[Page excerpt]:
********************

How can cells can actually sense or measure intracellular distances, or can they use such mechanisms for cell size or length regulation?
We combined computational modeling and experimental approaches to propose a new mechanism for cell size/length sensing, based on motor driven frequency based signaling (Rishal et al., 2012). Two salient attributes of the mechanism are robustness arising from the frequency-based rather than quantity-based nature of the signal, and simplification of the spatial complexity of the problem due to directional restriction of signal propagation to the cytoskeleton.
The latter attribute essentially distils the three-dimensional problem of cell size sensing to a one-dimensional solution, bringing an intriguing new perspective to a fundamental problem in cell biology.
|The top schematics depict the main features of the model, while the lower schematic shows an experimentally validated prediction. For further details please see Rishal et al., 2012.|
More recently, we demonstrated that that motor-dependent mRNA localization regulates neuronal growth and cycling cell size (Perry et al., 2016). We found that the RNA-binding protein nucleolin is associated with importin β1 mRNA in axons. Perturbation of nucleolin association with kinesins reduces its levels in axons, with a concomitant reduction in axonal importin β1 mRNA and protein levels. Strikingly, subcellular sequestration of nucleolin or importin β1 enhances axonal growth and causes a subcellular shift in protein synthesis. Similar findings were obtained in fibroblasts. Thus, subcellular mRNA localization regulates size and growth in both neurons and cycling cells.

********************

[Supplied records]:

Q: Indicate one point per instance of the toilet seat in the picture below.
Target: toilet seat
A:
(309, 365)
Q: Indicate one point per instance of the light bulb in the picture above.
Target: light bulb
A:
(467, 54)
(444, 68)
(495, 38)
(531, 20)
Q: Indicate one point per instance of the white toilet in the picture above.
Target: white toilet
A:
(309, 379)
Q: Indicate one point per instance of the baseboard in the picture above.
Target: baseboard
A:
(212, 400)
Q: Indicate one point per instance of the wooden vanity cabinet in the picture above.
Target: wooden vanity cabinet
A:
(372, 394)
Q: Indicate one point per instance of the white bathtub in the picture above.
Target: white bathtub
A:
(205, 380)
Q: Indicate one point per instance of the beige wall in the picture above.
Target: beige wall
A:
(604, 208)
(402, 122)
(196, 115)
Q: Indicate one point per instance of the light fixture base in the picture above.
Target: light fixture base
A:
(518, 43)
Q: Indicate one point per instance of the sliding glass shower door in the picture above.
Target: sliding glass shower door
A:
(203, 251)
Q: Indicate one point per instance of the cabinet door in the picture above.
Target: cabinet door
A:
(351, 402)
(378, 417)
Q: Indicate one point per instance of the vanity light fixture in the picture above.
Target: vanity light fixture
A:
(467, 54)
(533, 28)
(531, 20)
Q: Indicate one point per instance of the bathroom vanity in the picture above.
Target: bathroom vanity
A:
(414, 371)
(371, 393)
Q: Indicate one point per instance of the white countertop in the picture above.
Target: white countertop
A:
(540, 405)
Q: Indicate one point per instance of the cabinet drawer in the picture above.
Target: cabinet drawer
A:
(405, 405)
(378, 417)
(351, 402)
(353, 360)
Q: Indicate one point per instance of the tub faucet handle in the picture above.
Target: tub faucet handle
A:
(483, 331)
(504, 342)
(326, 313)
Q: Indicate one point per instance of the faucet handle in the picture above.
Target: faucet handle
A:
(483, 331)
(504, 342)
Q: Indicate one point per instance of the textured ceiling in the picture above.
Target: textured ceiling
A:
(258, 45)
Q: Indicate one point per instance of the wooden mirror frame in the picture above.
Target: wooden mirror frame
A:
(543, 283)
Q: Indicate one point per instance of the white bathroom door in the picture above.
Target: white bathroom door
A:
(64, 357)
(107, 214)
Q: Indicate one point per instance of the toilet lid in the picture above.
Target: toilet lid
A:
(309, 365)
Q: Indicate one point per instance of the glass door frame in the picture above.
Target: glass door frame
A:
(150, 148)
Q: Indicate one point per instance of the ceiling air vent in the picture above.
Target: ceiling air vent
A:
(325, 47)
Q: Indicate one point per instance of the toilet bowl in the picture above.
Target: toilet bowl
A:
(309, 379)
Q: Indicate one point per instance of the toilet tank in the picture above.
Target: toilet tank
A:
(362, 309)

********************

[Activity list]:
1. From the passage on cell size sensing, extract the words starting at "The latter attribute" and ending with "in cell biology.".
2. According to the passage on cell size sensing, which RNA-binding protein is associated with importin β1 mRNA in axons?

[Results for the exercise]:
1.
The latter attribute essentially distils the three-dimensional problem of cell size sensing to a one-dimensional solution, bringing an intriguing new perspective to a fundamental problem in cell biology.

2. Nucleolin.